List every line below that includes the word "inflatable", copying each one in full.

-- start Input material --

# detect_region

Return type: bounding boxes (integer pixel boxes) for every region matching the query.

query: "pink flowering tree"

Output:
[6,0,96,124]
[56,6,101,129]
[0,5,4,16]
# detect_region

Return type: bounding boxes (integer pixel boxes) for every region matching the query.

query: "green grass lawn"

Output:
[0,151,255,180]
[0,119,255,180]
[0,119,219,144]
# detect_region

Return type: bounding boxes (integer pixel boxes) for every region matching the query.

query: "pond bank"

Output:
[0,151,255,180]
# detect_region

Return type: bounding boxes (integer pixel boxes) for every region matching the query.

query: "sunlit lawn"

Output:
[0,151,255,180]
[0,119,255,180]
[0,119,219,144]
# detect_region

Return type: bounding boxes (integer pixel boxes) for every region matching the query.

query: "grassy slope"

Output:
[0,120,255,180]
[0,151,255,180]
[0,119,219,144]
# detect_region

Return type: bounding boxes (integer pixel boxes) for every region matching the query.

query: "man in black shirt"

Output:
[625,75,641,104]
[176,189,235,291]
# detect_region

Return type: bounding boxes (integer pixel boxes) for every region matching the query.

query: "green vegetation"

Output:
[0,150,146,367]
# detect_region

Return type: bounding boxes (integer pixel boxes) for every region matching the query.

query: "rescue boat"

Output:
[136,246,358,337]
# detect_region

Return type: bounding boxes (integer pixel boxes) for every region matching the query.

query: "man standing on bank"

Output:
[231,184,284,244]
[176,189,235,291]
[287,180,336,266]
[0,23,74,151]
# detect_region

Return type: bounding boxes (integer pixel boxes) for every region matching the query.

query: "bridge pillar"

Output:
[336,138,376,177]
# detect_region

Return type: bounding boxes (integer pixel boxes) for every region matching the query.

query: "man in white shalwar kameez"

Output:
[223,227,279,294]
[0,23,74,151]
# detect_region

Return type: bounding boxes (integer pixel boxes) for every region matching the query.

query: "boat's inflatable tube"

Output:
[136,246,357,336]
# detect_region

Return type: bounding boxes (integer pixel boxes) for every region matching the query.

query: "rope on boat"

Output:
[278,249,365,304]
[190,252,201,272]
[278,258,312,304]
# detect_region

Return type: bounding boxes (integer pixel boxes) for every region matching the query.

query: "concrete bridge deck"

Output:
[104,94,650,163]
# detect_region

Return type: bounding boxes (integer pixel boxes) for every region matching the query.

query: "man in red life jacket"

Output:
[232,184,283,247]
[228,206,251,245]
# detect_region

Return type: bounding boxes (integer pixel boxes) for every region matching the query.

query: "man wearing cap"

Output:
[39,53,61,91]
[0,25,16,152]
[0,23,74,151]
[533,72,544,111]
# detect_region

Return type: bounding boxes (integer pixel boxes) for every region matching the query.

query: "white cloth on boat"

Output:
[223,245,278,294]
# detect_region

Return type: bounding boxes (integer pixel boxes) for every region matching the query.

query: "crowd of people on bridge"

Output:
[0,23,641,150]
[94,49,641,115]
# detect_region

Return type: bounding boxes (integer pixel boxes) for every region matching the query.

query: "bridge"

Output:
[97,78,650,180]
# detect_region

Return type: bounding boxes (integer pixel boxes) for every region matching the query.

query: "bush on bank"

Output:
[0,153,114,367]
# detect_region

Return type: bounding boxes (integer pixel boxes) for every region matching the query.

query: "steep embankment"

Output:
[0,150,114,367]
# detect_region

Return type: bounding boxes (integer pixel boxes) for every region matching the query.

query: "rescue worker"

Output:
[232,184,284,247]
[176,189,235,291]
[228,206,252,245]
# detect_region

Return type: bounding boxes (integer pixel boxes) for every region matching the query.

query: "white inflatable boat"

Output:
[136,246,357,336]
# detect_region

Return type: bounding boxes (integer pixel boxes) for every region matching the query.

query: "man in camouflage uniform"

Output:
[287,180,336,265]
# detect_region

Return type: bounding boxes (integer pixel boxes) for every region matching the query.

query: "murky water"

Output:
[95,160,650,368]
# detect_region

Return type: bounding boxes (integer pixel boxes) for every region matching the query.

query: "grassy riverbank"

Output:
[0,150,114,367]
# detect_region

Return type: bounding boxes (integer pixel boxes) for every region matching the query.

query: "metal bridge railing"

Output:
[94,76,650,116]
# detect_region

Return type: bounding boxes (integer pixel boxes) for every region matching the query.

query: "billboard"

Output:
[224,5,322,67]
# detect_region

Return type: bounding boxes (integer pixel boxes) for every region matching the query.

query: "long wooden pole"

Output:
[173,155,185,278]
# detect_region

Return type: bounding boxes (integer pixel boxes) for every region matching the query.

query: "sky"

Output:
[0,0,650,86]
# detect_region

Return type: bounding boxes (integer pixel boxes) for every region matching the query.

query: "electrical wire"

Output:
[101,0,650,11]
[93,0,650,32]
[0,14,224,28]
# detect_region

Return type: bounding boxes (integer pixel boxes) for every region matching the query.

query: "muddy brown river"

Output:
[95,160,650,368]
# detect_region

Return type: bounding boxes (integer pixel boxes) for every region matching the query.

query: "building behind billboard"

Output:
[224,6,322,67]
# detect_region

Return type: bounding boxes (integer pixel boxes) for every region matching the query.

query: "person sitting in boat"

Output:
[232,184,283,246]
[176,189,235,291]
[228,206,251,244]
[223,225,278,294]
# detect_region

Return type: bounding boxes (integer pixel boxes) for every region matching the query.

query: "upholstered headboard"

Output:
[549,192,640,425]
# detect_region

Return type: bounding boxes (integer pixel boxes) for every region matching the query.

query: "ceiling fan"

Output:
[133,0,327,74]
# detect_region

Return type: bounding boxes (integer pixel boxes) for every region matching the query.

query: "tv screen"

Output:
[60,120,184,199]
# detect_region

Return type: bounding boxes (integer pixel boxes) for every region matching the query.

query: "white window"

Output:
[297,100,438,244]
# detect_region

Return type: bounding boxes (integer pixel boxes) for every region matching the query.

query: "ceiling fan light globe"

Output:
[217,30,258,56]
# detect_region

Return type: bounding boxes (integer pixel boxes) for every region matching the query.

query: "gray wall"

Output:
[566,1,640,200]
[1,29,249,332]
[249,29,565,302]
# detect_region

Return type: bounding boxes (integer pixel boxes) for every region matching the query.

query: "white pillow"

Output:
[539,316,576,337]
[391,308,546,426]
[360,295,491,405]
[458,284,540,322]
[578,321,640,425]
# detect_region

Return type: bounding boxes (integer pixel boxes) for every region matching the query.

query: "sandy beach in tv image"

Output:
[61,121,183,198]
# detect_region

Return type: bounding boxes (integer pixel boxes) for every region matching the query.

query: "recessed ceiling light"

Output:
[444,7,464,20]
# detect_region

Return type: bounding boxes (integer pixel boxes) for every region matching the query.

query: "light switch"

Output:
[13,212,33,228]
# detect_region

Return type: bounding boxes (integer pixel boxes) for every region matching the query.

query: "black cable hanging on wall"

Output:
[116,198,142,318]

-- end Input material --

Finished task:
query: "boat's inflatable tube"
query: "white inflatable boat"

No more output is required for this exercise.